Write out the rows below verbatim, keeping every line in its original order.

▶

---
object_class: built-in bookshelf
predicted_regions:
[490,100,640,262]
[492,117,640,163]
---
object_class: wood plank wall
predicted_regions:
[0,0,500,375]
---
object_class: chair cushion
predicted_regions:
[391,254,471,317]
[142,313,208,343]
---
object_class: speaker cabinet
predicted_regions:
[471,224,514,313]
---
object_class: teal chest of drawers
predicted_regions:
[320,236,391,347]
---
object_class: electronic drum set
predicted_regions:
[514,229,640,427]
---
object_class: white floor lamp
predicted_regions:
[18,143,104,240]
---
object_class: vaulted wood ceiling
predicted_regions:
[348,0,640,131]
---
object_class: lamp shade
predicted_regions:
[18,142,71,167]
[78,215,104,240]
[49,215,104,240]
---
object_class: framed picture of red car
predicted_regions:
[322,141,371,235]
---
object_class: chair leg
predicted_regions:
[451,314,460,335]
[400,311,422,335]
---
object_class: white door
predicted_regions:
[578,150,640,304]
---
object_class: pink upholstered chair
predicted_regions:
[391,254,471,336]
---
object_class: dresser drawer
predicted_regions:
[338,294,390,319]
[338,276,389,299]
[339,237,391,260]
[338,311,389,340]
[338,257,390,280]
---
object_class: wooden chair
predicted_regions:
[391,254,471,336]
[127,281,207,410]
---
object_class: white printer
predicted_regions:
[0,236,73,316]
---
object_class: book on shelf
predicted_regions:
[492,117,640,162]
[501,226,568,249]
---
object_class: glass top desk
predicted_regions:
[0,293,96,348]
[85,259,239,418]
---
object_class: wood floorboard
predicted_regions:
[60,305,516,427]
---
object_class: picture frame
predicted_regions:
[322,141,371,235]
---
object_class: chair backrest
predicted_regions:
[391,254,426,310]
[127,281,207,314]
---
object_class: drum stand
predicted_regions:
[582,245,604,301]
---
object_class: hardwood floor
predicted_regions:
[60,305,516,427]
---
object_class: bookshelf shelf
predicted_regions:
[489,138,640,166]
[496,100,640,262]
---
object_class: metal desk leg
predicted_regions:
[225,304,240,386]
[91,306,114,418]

◀

#### [Solution to the exercise]
---
object_class: built-in bookshelf
predicted_regions:
[490,100,640,262]
[492,117,640,163]
---
object_class: wood plank wall
predicted_regions:
[0,0,500,375]
---
object_class: chair cushion
predicted_regions:
[391,254,471,317]
[142,313,208,343]
---
object_class: speaker cabinet
predicted_regions:
[471,224,514,313]
---
object_class: teal chest of drawers
predicted_regions:
[320,236,391,347]
---
object_class: electronic drum set
predicted_regions:
[514,229,640,427]
---
object_class: white floor lamp
predicted_regions:
[18,143,104,240]
---
object_class: vaulted wood ceiling
predicted_regions:
[348,0,640,131]
---
object_class: lamp shade
predicted_regions:
[18,142,71,167]
[78,215,104,240]
[49,215,104,240]
---
object_class: framed picture of red car
predicted_regions:
[322,141,371,235]
---
object_class: chair leg
predicted_regions:
[451,314,460,335]
[400,311,422,335]
---
object_class: white door
predicted_regions:
[578,150,640,304]
---
object_class: pink upholstered chair
predicted_regions:
[391,254,471,336]
---
object_class: dresser drawer
predicted_regions:
[338,294,390,319]
[338,276,389,299]
[339,237,391,260]
[338,311,389,340]
[338,257,390,280]
---
object_class: wooden chair
predicted_regions:
[391,254,471,336]
[127,281,207,410]
---
object_class: white printer
predicted_regions:
[0,236,73,316]
---
object_class: book on shelf
predicted_regions:
[492,117,640,162]
[501,226,568,249]
---
object_class: glass top desk
predicted_regions:
[0,293,96,348]
[85,259,239,418]
---
object_class: wood floorboard
predicted_regions:
[60,305,516,427]
---
object_class: picture frame
predicted_regions:
[322,141,371,235]
---
object_class: chair backrest
predicted_regions:
[391,254,426,310]
[127,281,207,314]
---
object_class: drum stand
predicted_regions:
[582,245,604,301]
---
object_class: hardwood floor
predicted_regions:
[60,305,516,427]
---
object_class: bookshelf shelf
predicted_regions:
[489,138,640,166]
[496,100,640,262]
---
object_class: metal desk leg
predicted_regions:
[225,304,240,386]
[91,306,114,418]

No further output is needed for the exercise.